#### [PASSAGE PROVIDED]
- - -
The lack of information sharing across organizations and business units, or awareness that a particular data set even exists, is a common problem. Big data analytics can help solve this dilemma, according to its proponents, and provide data intelligence that detects suspicious patterns and potential threats by expanding the definition of security data to all parts of the business.
Intelligence-driven security fueled by big data analytics will disrupt several infosec product segments in the next two years, according to executives at RSA, the security division of EMC. “With the pervasiveness of big data touching everything we do,” said Arthur Coviello, Jr., EMC executive vice president and chairman of the RSA security division, during his RSA keynote in February, “our attack surface is about to be altered and expand, and our risks magnified in ways that we couldn’t have imagined.”
As organizations and employees increasingly operate in mobile, Web and social media environments, taking advantage of information identified by analytics or patterns across a wide variety of data sets including unstructured text and binary data—audio, images and video—can offer valuable insights into business risks far beyond IT.
But even with the use of advanced statistical modeling and predictive analytics, unknown security threats still go undetected. Will big data and high performance analytics really make security better? Maybe, but today meaningful use of big data technologies on large volumes of data for security is rare and extremely challenging, according to Anton Chuvakin, research director of security and risk management, Gartner, who quipped: “Organizations that use traditional predictive analytics for security? You mean ‘both of them?’”
- - -
#### [DATASET]
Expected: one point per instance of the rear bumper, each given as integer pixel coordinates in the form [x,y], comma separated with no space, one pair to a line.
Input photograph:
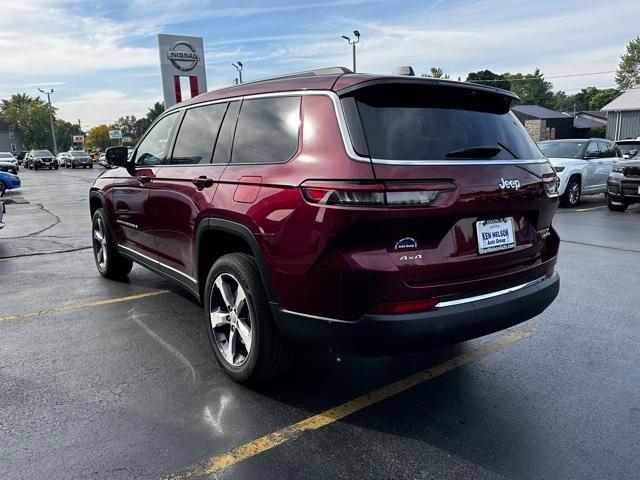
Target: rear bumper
[384,334]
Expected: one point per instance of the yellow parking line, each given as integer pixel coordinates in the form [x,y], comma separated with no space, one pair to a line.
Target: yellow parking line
[77,306]
[215,464]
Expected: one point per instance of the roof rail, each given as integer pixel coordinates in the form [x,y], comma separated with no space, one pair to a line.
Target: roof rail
[307,73]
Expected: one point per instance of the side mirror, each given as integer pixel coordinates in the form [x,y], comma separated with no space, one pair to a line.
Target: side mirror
[116,156]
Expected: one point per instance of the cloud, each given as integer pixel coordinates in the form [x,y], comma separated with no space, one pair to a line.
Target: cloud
[49,39]
[104,106]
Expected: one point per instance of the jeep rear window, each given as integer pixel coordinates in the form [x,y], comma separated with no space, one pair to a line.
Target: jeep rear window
[426,122]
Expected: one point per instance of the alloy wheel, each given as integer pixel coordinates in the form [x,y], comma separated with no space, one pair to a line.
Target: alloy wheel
[231,320]
[100,244]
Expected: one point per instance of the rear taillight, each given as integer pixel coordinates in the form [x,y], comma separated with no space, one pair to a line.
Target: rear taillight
[384,194]
[405,307]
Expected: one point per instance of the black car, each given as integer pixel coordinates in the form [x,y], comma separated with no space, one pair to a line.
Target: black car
[623,185]
[36,159]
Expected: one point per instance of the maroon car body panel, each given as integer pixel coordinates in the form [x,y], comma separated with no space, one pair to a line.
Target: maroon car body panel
[333,261]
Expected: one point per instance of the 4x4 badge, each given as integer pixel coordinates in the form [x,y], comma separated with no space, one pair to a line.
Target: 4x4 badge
[406,242]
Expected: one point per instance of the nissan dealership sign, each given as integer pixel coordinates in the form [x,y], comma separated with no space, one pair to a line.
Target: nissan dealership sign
[181,57]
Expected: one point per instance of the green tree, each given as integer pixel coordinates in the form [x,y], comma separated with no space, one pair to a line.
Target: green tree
[628,74]
[98,137]
[590,98]
[487,77]
[127,125]
[436,72]
[64,134]
[29,117]
[532,88]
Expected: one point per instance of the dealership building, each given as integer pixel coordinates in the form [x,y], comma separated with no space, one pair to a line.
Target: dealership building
[623,116]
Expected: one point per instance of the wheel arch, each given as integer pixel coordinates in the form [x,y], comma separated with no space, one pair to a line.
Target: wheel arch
[216,237]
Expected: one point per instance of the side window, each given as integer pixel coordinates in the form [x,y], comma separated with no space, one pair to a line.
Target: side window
[197,135]
[153,149]
[225,137]
[267,130]
[592,150]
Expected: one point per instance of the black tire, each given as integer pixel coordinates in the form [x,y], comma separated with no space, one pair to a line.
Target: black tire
[572,193]
[269,354]
[616,208]
[114,266]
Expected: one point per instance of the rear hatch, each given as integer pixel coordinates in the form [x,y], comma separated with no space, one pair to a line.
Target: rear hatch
[471,196]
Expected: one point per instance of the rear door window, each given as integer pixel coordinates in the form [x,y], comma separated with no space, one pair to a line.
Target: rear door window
[153,148]
[225,137]
[606,149]
[197,135]
[429,122]
[267,130]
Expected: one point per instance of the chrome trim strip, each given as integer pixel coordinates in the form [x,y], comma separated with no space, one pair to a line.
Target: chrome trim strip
[154,261]
[521,161]
[462,301]
[314,317]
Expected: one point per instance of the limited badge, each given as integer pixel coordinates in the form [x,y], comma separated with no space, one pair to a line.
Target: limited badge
[406,242]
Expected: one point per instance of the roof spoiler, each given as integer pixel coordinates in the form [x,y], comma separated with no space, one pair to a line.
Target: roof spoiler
[406,70]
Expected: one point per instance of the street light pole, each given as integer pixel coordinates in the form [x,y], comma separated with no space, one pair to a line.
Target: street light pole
[239,69]
[353,46]
[53,132]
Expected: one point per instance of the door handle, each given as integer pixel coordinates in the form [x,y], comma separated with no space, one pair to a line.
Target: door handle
[202,182]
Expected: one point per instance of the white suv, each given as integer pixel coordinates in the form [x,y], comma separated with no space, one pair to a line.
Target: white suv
[582,165]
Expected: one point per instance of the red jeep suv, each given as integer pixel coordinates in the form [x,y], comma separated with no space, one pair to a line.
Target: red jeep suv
[362,214]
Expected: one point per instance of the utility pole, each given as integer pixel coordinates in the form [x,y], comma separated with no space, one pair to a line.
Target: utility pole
[353,46]
[53,132]
[238,66]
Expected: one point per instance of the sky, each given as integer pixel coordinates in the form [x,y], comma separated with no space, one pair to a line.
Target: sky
[101,57]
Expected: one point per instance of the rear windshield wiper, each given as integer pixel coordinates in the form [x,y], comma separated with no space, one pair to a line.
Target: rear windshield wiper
[508,150]
[481,151]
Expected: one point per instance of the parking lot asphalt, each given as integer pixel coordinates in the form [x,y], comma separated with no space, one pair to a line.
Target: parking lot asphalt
[103,379]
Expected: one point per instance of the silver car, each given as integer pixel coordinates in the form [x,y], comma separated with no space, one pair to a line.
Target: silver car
[77,159]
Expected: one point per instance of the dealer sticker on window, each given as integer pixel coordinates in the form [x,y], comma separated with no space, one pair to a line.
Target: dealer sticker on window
[495,234]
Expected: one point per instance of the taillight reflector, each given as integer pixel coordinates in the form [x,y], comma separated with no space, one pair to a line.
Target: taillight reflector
[405,307]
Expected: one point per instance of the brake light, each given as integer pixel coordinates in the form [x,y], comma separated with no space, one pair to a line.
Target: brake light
[390,194]
[551,184]
[405,307]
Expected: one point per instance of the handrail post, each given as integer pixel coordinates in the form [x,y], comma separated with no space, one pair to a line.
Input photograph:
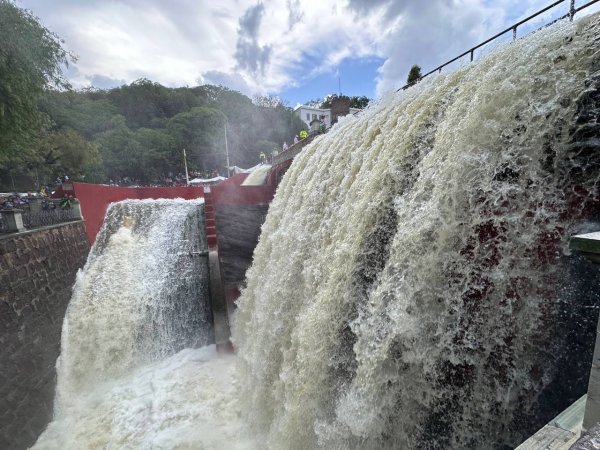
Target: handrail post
[13,219]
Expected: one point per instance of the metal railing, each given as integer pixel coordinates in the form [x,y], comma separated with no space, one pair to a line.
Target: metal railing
[513,28]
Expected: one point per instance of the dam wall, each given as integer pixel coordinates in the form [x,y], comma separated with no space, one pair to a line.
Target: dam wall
[95,199]
[38,269]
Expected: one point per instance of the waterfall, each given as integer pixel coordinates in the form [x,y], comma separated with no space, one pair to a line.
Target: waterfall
[412,287]
[411,283]
[139,307]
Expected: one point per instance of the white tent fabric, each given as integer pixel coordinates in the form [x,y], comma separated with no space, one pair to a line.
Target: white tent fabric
[258,177]
[207,180]
[235,169]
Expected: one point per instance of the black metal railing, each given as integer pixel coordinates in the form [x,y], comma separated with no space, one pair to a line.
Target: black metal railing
[47,217]
[571,14]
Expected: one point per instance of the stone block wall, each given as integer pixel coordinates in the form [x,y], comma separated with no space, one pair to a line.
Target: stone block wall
[37,272]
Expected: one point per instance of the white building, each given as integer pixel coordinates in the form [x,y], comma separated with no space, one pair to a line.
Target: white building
[310,113]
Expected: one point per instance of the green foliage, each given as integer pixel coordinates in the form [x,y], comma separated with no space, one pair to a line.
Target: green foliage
[31,58]
[66,152]
[414,74]
[355,101]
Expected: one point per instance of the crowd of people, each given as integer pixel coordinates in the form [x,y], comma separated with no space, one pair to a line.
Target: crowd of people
[266,158]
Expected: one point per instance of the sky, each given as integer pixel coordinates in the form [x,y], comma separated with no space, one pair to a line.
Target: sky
[298,50]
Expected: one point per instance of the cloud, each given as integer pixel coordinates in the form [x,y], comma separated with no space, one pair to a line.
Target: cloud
[230,80]
[251,56]
[261,48]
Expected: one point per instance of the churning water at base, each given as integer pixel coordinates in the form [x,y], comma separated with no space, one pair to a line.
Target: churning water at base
[141,297]
[411,289]
[410,286]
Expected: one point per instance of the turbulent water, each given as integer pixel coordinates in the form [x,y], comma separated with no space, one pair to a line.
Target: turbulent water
[141,297]
[410,286]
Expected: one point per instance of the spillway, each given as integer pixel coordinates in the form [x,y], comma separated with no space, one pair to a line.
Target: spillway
[412,287]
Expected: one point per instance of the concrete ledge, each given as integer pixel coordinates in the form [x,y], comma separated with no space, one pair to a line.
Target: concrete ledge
[561,433]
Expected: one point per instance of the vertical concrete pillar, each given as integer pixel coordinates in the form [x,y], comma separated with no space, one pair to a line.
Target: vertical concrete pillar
[589,246]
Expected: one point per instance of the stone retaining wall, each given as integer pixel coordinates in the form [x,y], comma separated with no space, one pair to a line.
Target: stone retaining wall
[37,272]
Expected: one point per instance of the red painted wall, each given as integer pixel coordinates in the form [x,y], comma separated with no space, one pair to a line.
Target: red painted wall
[95,198]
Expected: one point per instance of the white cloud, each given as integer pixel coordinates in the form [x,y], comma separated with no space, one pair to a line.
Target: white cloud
[265,47]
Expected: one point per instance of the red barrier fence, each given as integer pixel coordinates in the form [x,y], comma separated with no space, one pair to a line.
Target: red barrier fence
[230,192]
[95,199]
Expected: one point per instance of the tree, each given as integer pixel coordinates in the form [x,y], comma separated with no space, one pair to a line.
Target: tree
[355,101]
[66,152]
[31,60]
[414,75]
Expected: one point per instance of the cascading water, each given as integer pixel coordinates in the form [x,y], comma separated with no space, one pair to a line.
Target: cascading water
- - -
#### [PROBLEMS AND TASKS]
**a.** Summarize the passage on big data analytics in security in two sentences.
**b.** Echo the passage on big data analytics in security word for word, starting at "As organizations and" and ending at "far beyond IT.".

#### [SOLUTIONS IN ORDER]
**a.** Proponents say big data analytics can address the lack of information sharing across organizations by expanding security data to all parts of the business, and RSA executives expect intelligence-driven security fueled by it to disrupt several infosec product segments in the next two years. Yet unknown threats still go undetected even with advanced statistical modeling and predictive analytics, and Gartner's Anton Chuvakin says meaningful use of big data for security is currently rare and extremely challenging.

**b.**
As organizations and employees increasingly operate in mobile, Web and social media environments, taking advantage of information identified by analytics or patterns across a wide variety of data sets including unstructured text and binary data—audio, images and video—can offer valuable insights into business risks far beyond IT.